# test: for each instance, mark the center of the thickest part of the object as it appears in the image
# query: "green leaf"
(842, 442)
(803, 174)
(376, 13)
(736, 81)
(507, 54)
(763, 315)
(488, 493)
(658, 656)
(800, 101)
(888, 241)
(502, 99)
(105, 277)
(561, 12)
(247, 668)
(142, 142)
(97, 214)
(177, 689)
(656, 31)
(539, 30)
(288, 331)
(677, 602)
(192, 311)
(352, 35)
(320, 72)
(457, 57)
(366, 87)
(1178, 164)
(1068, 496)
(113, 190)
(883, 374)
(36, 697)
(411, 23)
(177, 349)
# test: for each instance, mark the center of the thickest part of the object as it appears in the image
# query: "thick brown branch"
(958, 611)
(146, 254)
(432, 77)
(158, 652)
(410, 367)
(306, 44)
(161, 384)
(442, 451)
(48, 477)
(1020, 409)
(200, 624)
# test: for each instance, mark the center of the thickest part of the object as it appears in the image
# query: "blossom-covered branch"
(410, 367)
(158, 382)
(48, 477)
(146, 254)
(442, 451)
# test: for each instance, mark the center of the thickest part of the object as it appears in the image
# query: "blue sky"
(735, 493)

### INSTRUCTIONS FOR THE TASK
The full listing above should be returned exactly as supplied.

### TASK RESPONSE
# test: for each instance, mark the center of the thickest part of the object as it appears in the image
# query: "green leaf"
(842, 442)
(803, 174)
(376, 13)
(736, 81)
(507, 54)
(763, 315)
(488, 493)
(658, 656)
(800, 101)
(888, 241)
(502, 99)
(105, 277)
(561, 12)
(247, 668)
(142, 142)
(97, 214)
(177, 689)
(656, 31)
(539, 30)
(288, 331)
(677, 602)
(192, 311)
(352, 35)
(320, 72)
(457, 57)
(366, 87)
(1178, 164)
(1068, 496)
(113, 190)
(883, 374)
(36, 697)
(411, 23)
(177, 349)
# test: for each instance, mark the center of the thickest part of the object as it appears in the image
# query: "thick brown branch"
(958, 611)
(146, 254)
(432, 77)
(158, 652)
(410, 367)
(306, 44)
(161, 384)
(442, 451)
(48, 477)
(1020, 409)
(200, 624)
# test: for each instance, mark the center of the thickest part of the object as it appears in the image
# query: "blossom-covered branch"
(410, 367)
(158, 382)
(48, 477)
(146, 254)
(442, 451)
# test: for each instance, mark the center of the thickest part of the object as it appears in the image
# query: "blue sky"
(735, 493)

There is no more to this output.